### REQUEST 1
In the Maryland counties notebook, what status code does the request for the Wikipedia page return?
### REQUEST 2
Continue the Maryland counties notebook from where it stops.

** begin TEXT **

# Counties in Maryland

From Wikipedia, use web scraping to gather the information from the table of the list of counties in Maryland https://en.wikipedia.org/wiki/List_of_counties_in_Maryland#List_of_counties

The information to include in your final dataframe is:

County Name<br>
FIPS Code<br>
County Seat<br>
Established (year)<br>
Origin<br>
Etymology<br>
Population<br>
Area<br>

Upload your completed Jupyter notebook to Github and submit the URL for this assignment.

In [26]:
import requests
URL = "https://en.wikipedia.org/wiki/List_of_counties_in_Maryland"
page = requests.get(URL)
type(page)
page.status_code

200

In [27]:
from bs4 import BeautifulSoup

HTMLstr = page.text

soup = BeautifulSoup(HTMLstr, "html.parser")

In [28]:
right_table=soup.find('table', class_='wikitable sortable')

** end TEXT **
** begin RECORDS PROVIDED **

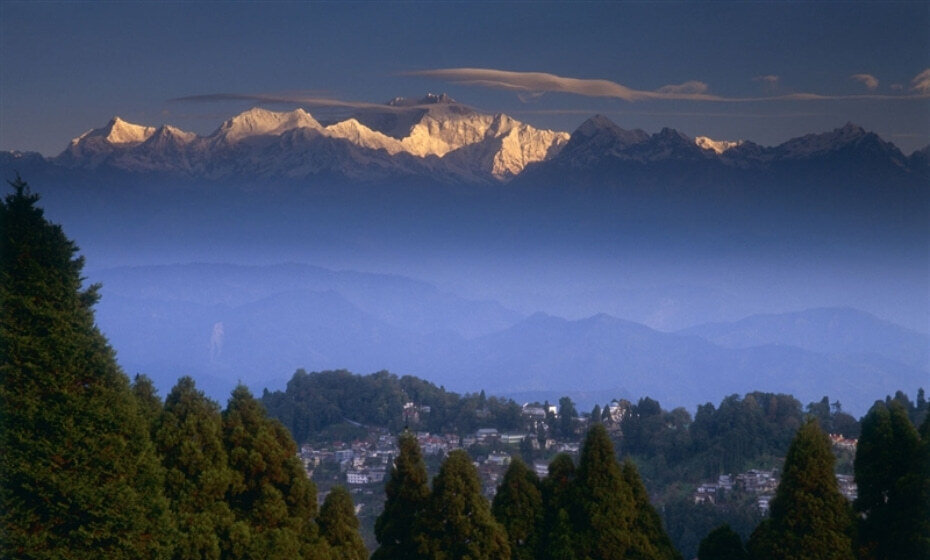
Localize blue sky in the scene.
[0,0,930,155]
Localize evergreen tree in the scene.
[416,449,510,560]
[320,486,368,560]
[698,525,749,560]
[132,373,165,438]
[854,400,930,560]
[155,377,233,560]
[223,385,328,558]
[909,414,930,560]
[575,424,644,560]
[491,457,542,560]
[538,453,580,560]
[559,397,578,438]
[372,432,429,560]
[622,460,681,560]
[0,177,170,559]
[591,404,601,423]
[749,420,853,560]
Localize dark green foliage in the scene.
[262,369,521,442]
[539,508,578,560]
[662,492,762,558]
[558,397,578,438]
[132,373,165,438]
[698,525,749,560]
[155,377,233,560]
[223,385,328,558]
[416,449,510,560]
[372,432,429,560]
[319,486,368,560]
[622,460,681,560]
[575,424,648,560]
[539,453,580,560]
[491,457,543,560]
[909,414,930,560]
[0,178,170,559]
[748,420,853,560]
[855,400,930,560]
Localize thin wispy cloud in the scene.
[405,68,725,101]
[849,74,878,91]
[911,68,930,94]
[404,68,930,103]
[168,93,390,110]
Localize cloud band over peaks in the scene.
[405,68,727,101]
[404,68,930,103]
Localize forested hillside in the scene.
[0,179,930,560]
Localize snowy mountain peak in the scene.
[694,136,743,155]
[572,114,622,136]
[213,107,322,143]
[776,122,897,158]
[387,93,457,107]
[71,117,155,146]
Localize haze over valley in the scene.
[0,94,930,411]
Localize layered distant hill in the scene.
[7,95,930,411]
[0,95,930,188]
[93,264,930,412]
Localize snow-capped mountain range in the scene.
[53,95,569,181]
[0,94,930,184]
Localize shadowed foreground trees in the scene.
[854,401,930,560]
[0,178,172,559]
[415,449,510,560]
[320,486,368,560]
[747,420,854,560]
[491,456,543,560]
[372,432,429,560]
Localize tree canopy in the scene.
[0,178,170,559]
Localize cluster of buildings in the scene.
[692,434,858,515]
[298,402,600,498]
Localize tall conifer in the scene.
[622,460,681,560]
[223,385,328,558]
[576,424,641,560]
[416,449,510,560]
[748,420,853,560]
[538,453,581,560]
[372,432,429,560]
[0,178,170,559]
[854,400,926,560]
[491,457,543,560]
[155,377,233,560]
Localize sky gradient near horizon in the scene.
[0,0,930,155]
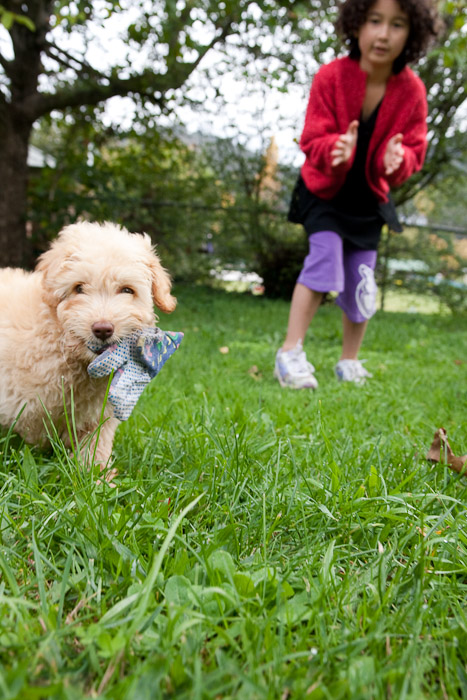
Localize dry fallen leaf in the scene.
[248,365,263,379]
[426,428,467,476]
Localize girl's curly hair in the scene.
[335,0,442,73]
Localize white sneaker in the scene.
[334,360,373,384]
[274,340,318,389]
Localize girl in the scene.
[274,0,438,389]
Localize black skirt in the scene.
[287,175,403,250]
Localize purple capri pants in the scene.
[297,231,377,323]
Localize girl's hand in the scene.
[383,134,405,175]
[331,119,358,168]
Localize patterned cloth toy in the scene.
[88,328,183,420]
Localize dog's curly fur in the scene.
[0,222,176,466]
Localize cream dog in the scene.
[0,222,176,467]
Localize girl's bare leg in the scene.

** end RECORDS PROVIDED **
** begin RECORDS PROVIDED **

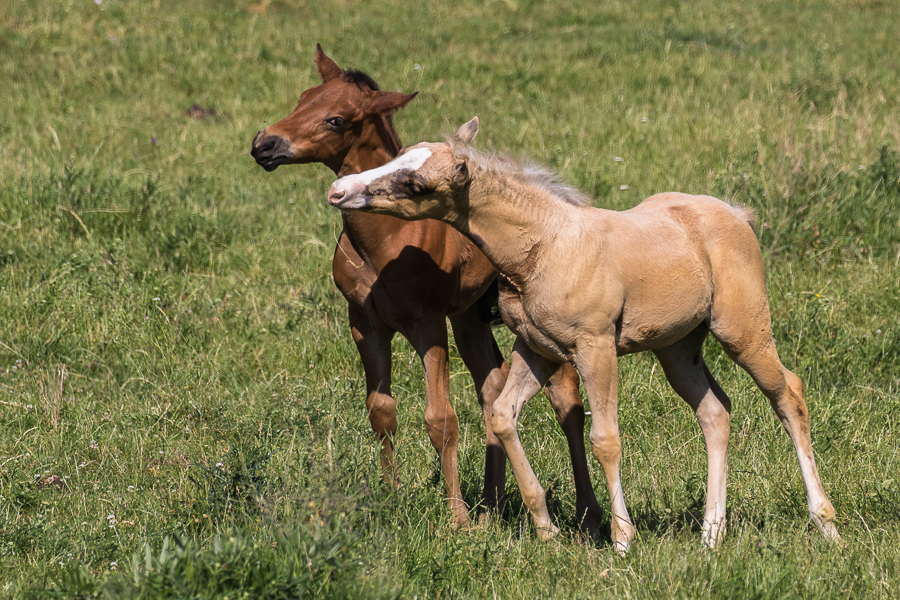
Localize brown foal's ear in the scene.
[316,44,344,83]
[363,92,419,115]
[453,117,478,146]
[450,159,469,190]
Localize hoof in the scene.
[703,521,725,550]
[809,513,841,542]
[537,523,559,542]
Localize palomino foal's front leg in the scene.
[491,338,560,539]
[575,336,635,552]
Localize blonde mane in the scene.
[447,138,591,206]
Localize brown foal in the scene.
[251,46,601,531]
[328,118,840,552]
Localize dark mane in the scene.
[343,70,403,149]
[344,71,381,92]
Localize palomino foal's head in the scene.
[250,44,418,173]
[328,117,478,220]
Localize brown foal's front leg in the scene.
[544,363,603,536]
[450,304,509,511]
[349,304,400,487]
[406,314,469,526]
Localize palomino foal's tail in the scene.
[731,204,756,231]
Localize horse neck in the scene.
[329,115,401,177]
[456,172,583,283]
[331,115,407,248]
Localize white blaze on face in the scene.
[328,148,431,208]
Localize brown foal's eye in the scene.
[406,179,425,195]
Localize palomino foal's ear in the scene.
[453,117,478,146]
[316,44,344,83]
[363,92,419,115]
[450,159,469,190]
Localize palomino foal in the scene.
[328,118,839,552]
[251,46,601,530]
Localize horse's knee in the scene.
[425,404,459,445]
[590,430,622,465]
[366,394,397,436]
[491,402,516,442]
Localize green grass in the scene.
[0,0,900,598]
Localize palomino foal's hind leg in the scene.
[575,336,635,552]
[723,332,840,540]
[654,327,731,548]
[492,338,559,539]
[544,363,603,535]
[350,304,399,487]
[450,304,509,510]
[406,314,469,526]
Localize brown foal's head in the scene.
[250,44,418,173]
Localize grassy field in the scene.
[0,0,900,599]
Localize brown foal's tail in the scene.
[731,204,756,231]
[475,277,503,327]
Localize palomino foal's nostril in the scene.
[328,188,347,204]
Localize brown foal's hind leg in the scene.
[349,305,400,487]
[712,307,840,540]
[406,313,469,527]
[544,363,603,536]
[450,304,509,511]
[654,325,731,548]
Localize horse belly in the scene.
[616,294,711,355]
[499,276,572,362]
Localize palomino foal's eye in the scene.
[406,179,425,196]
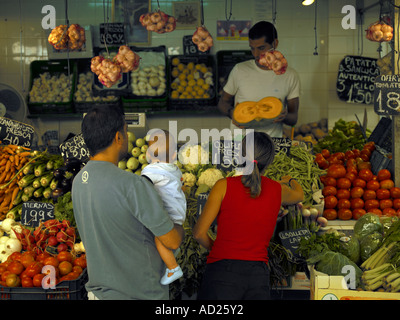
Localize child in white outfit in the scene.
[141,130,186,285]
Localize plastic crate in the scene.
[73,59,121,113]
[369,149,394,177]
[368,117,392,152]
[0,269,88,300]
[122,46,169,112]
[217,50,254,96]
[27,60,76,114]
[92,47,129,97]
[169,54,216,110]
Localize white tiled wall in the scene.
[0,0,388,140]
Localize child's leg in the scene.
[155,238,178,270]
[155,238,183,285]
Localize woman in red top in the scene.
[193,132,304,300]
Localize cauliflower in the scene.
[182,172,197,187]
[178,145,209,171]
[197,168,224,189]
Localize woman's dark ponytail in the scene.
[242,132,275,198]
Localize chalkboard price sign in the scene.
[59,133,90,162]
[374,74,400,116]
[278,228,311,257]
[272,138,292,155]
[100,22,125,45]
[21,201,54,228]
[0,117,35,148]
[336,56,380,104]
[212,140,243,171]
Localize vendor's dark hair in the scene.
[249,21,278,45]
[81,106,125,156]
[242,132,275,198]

** end RECORDS PROVIDED **
** begin RECORDS PROVIDED **

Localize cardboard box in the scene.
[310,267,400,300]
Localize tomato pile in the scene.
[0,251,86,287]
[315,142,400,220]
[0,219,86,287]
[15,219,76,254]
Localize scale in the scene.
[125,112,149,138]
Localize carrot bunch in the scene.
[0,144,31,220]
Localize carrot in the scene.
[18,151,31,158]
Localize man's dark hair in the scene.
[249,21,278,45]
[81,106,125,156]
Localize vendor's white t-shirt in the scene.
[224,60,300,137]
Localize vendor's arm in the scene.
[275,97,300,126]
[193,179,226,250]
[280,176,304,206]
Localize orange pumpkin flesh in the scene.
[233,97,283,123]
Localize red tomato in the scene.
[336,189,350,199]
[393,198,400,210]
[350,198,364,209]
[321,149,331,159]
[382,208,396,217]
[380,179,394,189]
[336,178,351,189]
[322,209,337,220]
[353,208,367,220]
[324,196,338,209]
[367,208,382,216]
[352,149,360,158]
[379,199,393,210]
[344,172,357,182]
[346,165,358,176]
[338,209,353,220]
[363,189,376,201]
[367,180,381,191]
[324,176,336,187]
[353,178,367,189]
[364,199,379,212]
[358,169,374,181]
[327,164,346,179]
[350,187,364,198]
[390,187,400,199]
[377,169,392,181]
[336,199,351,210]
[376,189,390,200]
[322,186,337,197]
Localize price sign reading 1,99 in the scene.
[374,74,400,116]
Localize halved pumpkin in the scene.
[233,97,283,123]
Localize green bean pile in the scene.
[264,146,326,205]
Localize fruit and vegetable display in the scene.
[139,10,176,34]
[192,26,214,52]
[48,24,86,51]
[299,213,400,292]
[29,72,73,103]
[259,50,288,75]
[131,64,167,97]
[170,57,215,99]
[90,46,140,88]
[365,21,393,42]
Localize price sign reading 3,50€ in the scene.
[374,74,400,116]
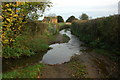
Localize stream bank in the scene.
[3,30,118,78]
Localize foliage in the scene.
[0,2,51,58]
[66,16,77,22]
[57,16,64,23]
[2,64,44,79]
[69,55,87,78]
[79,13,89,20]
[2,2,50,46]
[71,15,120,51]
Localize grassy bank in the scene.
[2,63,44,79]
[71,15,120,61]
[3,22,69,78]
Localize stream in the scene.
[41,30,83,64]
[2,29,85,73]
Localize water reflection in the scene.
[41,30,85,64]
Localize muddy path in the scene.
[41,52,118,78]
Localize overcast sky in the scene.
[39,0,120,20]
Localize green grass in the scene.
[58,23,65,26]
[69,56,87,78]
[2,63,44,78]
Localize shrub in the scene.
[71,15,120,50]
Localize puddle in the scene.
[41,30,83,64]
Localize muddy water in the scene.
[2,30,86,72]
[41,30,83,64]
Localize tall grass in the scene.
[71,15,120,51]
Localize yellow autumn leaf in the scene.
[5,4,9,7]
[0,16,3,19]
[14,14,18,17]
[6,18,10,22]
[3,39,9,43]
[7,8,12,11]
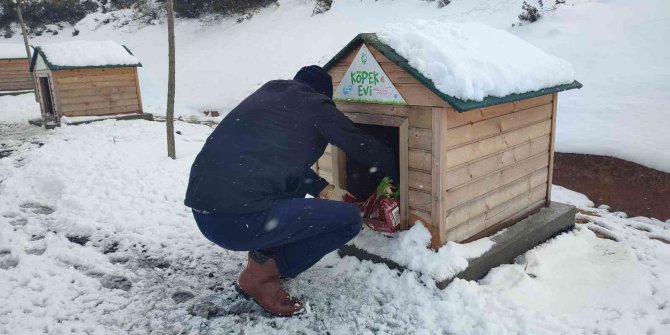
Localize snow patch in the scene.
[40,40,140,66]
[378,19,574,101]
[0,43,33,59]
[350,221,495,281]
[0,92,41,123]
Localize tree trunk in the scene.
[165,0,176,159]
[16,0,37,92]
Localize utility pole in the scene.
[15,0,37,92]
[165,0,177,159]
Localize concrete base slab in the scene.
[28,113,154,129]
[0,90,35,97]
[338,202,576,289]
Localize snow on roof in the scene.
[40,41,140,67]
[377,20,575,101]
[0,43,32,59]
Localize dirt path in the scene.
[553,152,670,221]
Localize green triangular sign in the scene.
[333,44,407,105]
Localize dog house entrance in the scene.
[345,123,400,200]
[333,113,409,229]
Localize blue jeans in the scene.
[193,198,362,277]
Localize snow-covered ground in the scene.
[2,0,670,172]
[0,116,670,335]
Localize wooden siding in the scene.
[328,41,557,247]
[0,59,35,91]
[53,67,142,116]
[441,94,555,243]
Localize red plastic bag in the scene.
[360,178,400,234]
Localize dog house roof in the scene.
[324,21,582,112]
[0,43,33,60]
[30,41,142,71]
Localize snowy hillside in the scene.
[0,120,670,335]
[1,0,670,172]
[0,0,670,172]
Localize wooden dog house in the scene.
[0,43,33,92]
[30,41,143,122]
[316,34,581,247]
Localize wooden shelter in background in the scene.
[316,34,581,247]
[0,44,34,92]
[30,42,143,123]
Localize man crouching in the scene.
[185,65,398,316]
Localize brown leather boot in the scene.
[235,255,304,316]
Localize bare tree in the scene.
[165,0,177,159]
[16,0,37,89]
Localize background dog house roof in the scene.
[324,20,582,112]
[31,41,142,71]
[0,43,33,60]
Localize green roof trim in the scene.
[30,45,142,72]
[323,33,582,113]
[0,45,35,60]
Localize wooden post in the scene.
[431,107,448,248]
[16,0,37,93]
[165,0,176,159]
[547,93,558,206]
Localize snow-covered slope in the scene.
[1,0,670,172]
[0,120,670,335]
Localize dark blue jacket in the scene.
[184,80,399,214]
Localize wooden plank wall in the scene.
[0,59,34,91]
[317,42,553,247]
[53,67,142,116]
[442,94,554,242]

** end RECORDS PROVIDED **

### FINAL ANSWER 1
200

### FINAL ANSWER 2
So, all we want is...<br>
1. County Name<br>
2. FIPS Code<br>
3. County Seat<br>
4. Established (year)<br>
5. Origin<br>
6. Etymology<br>
7. Population<br>
8. Area<br>

And the table has data for...<br>
1. County<br>
2. FIPS Code<br>
3. County Seat<br>
4. Est (year)<br>
5. Origin<br>
6. Etymology<br>
7. Flag<br>
8. Seal<br>
9. Population<br>
10. Area<br>
11. Map<br>

So we're going to need to skip the columns for a few items as well as stop early. We only want columns 1-6 & 9-10 in the final dataframe.

In [29]:
#set empty lists to hold data of each column
A=[] #th Name
B=[] #tr[0] FIPS
C=[] #tr[1] Seat
D=[] #tr[2] Est
E=[] #tr[3] Origin
F=[] #tr[4] Etymology
G=[] #tr[7] Pop
H=[] #tr[8] Area

#find all <tr> tags in the table and go through each one (row)
# tr table row tag
for row in right_table.findAll("tr"):
    
    #get at <th> tags, as the names are stored in these before the data, which is in <td> tags
    heads = row.findAll('th')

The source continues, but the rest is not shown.